- **Required task**: Report every line in the listing below that contains the string "shovel", copying each one in full. Case counts.

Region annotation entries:

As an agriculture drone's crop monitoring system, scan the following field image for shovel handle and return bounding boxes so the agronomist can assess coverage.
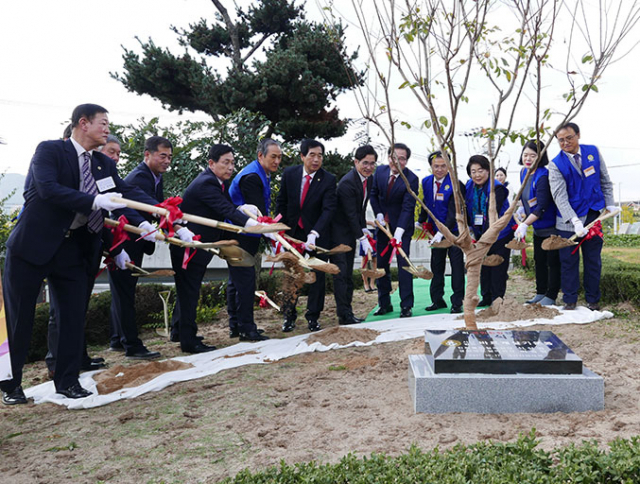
[376,220,417,271]
[242,208,311,269]
[569,210,620,242]
[111,197,244,234]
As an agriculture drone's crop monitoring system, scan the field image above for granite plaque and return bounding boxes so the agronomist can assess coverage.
[425,330,582,375]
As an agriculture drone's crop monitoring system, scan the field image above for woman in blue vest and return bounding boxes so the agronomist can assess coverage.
[515,140,560,306]
[465,155,514,306]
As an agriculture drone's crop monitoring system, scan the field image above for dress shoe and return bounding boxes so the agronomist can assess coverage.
[181,343,216,355]
[424,301,447,311]
[80,360,107,371]
[171,334,204,343]
[125,346,162,360]
[56,383,93,398]
[538,296,556,306]
[240,331,269,341]
[527,294,545,304]
[282,319,296,333]
[373,304,393,316]
[478,299,491,308]
[2,387,27,405]
[338,314,362,326]
[229,328,264,338]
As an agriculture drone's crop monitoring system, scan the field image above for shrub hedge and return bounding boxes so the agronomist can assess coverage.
[222,430,640,484]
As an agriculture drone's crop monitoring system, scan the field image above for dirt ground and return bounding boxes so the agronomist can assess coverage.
[0,275,640,484]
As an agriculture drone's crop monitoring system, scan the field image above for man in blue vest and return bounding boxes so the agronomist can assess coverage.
[416,151,464,314]
[549,123,616,310]
[227,138,282,341]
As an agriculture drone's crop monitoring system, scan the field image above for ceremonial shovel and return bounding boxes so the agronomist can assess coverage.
[542,210,620,250]
[243,209,340,274]
[284,235,352,255]
[111,197,289,234]
[376,220,433,280]
[104,218,254,267]
[102,252,175,277]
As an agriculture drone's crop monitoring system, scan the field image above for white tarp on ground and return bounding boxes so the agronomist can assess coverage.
[25,307,613,409]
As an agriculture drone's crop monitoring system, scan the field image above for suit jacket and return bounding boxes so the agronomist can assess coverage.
[123,162,164,257]
[276,165,336,240]
[331,168,373,247]
[371,165,418,234]
[7,140,153,265]
[180,168,249,242]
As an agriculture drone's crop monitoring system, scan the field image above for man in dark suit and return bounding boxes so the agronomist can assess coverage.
[276,139,336,333]
[170,144,267,353]
[371,143,418,318]
[103,136,178,360]
[227,138,282,341]
[331,145,378,324]
[417,151,464,314]
[0,104,151,405]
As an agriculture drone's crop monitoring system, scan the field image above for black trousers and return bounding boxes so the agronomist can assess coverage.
[331,239,356,318]
[109,244,144,354]
[480,232,513,302]
[227,266,257,333]
[0,228,99,392]
[169,246,213,351]
[376,230,413,308]
[429,246,464,306]
[533,234,561,299]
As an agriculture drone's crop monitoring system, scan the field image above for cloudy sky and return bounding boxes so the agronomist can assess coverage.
[0,0,640,200]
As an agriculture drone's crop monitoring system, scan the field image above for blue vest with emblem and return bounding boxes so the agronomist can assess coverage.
[553,145,605,219]
[422,173,453,226]
[229,160,271,215]
[465,180,515,240]
[520,167,558,229]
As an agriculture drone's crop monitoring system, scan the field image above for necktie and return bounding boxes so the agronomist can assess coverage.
[362,178,367,204]
[298,175,311,229]
[387,175,396,200]
[82,151,104,233]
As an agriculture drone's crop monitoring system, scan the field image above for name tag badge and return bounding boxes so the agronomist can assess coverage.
[96,176,116,192]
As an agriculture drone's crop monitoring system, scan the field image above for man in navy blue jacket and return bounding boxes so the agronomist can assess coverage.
[549,123,617,310]
[0,104,152,405]
[371,143,419,318]
[418,151,464,314]
[109,136,180,360]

- **Solved exercise**:
As an agriculture drone's crop monitoring system, scan the following field image for shovel handle and return bounding boxes so the agronomist can assess coverage.
As an agriculture drone's crop monitoring system, scan the field image above for ceremonial shovel and return bounding boxes so the agronomist can assess coverage.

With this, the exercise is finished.